» ИСХОДНЫЙ ТЕКСТ:

────────────────────

В этом лагере и наметился первый отряд, боевое ядро будущей подпольной организации. Вот неунывающий Абдулла Батталов. Среднего роста, плотный, он чуть прихрамывал: одна нога у него была обморожена, и пальцы ампутированы… Он знал на память многих поэтов, в том числе стихи своего брата Салиха Батталова и Мусы Джалиля.
Здесь же, в Демблине, я встретился впервые с Гарафом Фахретдиновым. В лагере его звали Димом Алишевым. Фахретдинов трижды бежал из лагерей, но каждый раз его ловили, подвергали пыткам.
Вскоре нас разлучили, меня отправили в Германию.
В сорок втором году гитлеровцы стали формировать из военнопленных антисоветские легионы для фронта. И вот снова этап. На этот раз везут назад, в Польшу, в Едлино. Здесь, в окруженном колючей проволокой военном лагере, находился татаро-башкирский легион, получивший название «Идель Урал».
В едлинском лагере я попал в один барак с музыкантами. Вскоре к нам из берлинского комитета «Идель Урал» приехал высокий смуглый человек по имени Султан. Ему сказали, что в музыкальной команде не хватает артистов и музыкальных инструментов.
— Гумеров советует привезти музыкантов из Демблина, — сказал приезжий.
Известие о том, что Муса Джалиль поступил на службу к немцам и работает в комитете «Идель Урал», не было новостью. Но я не хотел верить этому. Теперь же, услышав о Гумерове, я словно прозрел! Так вот оно что… Муса хочет собрать вокруг себя верных товарищей! Я тут же сказал Султану, что хорошо знаю артистов из Демблина. «Поедешь за ними», — сказал он.
Позже моя догадка подтвердилась. Муса вначале и слышать не хотел о службе у немцев. Лишь позже, осознав, что затея гитлеровцев открывает ему возможность заниматься антифашистской пропагандой, он дал согласие. Путь, на который стал Муса, был труден и опасен.

────────────────────

» ДАННЫЕ:
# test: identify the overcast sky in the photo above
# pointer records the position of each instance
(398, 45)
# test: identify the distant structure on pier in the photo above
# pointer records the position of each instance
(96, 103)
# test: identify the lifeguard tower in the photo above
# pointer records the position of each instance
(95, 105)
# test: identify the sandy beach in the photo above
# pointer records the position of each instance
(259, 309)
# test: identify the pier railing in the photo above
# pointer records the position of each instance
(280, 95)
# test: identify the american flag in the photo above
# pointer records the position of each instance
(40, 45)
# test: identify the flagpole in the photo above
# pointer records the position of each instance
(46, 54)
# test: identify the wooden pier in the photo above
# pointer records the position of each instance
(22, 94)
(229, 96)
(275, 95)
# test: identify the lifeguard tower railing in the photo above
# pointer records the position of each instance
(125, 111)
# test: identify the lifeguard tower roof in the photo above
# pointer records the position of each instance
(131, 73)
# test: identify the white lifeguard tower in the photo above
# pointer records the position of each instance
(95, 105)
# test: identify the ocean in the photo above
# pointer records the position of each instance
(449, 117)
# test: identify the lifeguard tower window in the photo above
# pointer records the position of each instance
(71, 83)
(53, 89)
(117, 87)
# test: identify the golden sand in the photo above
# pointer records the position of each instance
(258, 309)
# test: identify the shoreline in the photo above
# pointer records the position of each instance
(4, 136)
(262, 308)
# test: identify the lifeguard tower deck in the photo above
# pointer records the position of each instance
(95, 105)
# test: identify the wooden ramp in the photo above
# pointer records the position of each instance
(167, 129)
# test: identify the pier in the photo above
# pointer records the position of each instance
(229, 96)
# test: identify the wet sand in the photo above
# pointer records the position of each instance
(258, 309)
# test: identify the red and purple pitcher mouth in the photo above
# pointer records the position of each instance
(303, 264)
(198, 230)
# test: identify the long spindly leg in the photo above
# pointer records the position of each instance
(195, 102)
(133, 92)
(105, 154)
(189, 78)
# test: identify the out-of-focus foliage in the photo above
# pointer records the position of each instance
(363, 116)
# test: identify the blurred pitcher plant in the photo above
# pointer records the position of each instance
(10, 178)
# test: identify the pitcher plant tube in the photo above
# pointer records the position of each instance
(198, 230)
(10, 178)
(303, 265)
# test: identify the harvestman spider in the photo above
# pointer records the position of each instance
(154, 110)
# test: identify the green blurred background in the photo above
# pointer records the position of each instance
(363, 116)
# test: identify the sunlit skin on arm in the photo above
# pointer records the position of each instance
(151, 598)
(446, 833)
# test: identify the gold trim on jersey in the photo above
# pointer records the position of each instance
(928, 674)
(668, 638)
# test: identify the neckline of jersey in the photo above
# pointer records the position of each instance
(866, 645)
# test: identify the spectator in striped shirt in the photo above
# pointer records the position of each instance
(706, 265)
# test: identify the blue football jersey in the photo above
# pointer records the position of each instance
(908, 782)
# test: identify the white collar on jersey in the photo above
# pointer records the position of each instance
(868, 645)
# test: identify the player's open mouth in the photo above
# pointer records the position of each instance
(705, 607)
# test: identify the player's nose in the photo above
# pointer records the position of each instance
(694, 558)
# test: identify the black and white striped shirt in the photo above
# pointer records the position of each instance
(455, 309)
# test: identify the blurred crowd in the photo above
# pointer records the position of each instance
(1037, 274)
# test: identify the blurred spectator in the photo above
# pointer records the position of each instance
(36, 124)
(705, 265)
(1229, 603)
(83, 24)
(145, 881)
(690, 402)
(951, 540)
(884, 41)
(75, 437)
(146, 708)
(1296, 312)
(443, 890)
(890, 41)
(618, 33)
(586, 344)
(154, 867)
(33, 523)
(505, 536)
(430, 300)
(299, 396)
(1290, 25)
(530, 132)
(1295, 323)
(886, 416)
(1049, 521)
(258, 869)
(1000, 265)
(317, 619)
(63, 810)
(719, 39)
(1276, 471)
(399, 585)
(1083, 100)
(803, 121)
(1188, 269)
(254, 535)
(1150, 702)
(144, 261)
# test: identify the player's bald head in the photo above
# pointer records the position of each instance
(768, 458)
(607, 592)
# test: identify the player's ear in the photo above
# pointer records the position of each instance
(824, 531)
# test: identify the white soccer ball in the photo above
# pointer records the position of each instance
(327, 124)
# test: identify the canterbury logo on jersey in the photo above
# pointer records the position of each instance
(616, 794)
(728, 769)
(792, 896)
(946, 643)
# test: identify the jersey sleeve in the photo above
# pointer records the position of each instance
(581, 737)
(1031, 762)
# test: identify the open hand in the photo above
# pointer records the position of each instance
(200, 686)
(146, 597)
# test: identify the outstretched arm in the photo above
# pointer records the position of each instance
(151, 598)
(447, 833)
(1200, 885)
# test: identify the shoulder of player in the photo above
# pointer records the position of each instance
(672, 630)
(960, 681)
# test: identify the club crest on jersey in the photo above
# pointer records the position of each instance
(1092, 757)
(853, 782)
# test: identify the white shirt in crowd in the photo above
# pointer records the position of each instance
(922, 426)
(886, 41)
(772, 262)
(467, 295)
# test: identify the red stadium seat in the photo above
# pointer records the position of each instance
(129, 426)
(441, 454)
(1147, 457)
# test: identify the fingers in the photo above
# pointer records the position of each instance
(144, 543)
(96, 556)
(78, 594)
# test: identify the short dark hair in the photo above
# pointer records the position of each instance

────────────────────

» ЧТО СДЕЛАТЬ:
(1) Под каким именем знали Гарафа Фахретдинова в лагере, согласно тексту о легионе «Идель Урал»?
(2) Почему, по тексту о легионе «Идель Урал», Муса Джалиль в итоге согласился на службу у немцев? Ответьте в одном–трех предложениях.
(3) Напишите продолжение текста о легионе «Идель Урал», начиная после его последнего предложения.

» ОТВЕТЫ НА ЗАДАНИЯ:
(1) Дим Алишев.

(2) Сначала Муса Джалиль и слышать не хотел о службе у немцев. Согласился он позже, когда понял, что затея гитлеровцев дает ему возможность вести антифашистскую пропаганду.

(3)
Джалиль приступил к организации подпольных групп. Для подпольной работы в легионе ему нужны были надежные помощники. И вот мы вдвоем под конвоем отправились в Демблин за пополнением. В Демблине я разыскал Гайнана Курмашева, Абдуллу Батталова и других товарищей. Узнав, что Муса жив и что «артисты» набираются по его инициативе, товарищи вместе со мной начали думать, кого бы взять в Едлино. Выбрали тринадцать человек. Ни один из них не был профессиональным артистом. Гайнан — учитель, Абдулла — старший политрук, Хасанов — строевой командир, Султанов — преподаватель, Мичурин — юрист… Из этих людей в Едлино и был создан так называемый культвзвод, или капелла. Режиссером ее назначили Гайнана Курмашева, я стал ее руководителем.
В начале мая сорок третьего года нашу капеллу повезли в Берлин. Там встретил нас восторженный Муса. Втроем удалось поговорить во время прогулки по зоопарку. Он рассказал нам, как подпольная организация должна проводить работу в Едлине. Предложил в целях конспирации разбиться на маленькие группки по три-четыре человека.
— Это на случай провала, — сказал Муса. — Рядовые подпольщики не должны ничего знать о членах других групп.
Через два дня мы вернулись в легион. Перед отъездом Муса передал нам две пачки листовок на русском языке.
Наш музыкальный взвод часто выезжал для выступлений в Радом, Крушно, Демблин, Узедом и Дрезден. Муса обычно сопровождал нас в этих поездках как официальное лицо, приставленное к нам для надзора. Сам он в концертах участия не принимал, но все наши поездки использовал для встреч с нужными ему людьми.
Я не раз наблюдал, как Муса вел переговоры. В Крушно у него были надежные люди. Возможно, что с их помощью он связывался с польскими партизанами. После выступления в легионе мы предполагали отступать именно через Крушно. Там были расположены рабочие батальоны из советских военнопленных и людей, угнанных из оккупированных территорий Советского Союза.
Нам предстояло подобрать надежных пропагандистов, которые, будучи назначенными немцами на эти должности, могли бы незаметно разоблачать фашистскую пропаганду. Одним из таких пропагандистов стал Мичурин. Под видом коллективных читок грязной газетенки «Идель Урал» пропагандисты сообщали последние сводки Совинформбюро, рассказывали о положении на фронте, цитатами из немецких журналов показывали, как фашисты на самом деле относятся к восточным народам. Главное в нашей пропаганде заключалось в том, чтобы раскрывать планы нацистов, их цели в создании легионов.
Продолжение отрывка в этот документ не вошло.